*GOAL OF THE EXERCISE:* Copy the listing below exactly. Pictures stay out of it.

*SOURCE RECORDS:*
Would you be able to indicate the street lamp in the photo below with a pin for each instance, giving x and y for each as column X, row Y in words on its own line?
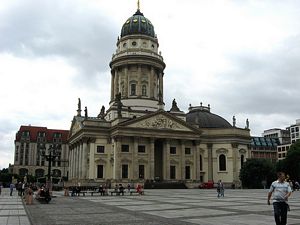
column 52, row 153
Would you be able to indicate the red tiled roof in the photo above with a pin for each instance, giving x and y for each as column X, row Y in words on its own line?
column 33, row 133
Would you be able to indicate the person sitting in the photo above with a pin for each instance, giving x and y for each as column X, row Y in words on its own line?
column 139, row 189
column 101, row 191
column 121, row 189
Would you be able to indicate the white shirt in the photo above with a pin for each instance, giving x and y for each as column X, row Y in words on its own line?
column 280, row 190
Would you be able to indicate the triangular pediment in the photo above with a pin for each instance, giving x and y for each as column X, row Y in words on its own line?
column 76, row 125
column 161, row 121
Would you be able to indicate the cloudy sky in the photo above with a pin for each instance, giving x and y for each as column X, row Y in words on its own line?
column 239, row 56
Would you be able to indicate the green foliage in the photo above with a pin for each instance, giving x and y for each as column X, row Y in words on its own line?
column 31, row 179
column 255, row 172
column 291, row 164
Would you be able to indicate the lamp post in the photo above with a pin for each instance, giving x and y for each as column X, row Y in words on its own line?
column 53, row 152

*SOLUTION TO THE PROBLEM:*
Would you be able to indicate the street lamp in the photo below with a pin for each instance, giving x and y for each as column X, row Y in words on its own line?
column 52, row 153
Would you be able to indicate the red tiled roof in the photo above with a pin for each instance, giving x and y for each as column X, row Y in words on its own line?
column 33, row 133
Would you be able to indicate the person sitting in the photo above with a pin for each instance, giving x and y for each as column X, row Y in words on its own line?
column 139, row 189
column 101, row 191
column 121, row 189
Would you be able to indicate the white shirt in the photo above with a pin for each instance, giving x and y for each as column X, row Y in words on its own line?
column 280, row 190
Would you be able to indicate the triangular pediment in the photo above with a pin for each instance, giving x and y for each as column X, row Y in words on its own line?
column 76, row 125
column 161, row 121
Would you be able to indicate the cloudy sky in the photo above with a pin for each instance, giving x and y for each as column X, row Y in words on its own line?
column 239, row 56
Would you be able to indicate the green foliage in the photo above with a pin for each instance, giving x and y for each as column X, row Y in words on its own line?
column 31, row 179
column 255, row 172
column 291, row 164
Would you be able to indicate the lamp post in the photo above with a pin for each instance, giving x and y for each as column X, row Y in words on its own line?
column 53, row 152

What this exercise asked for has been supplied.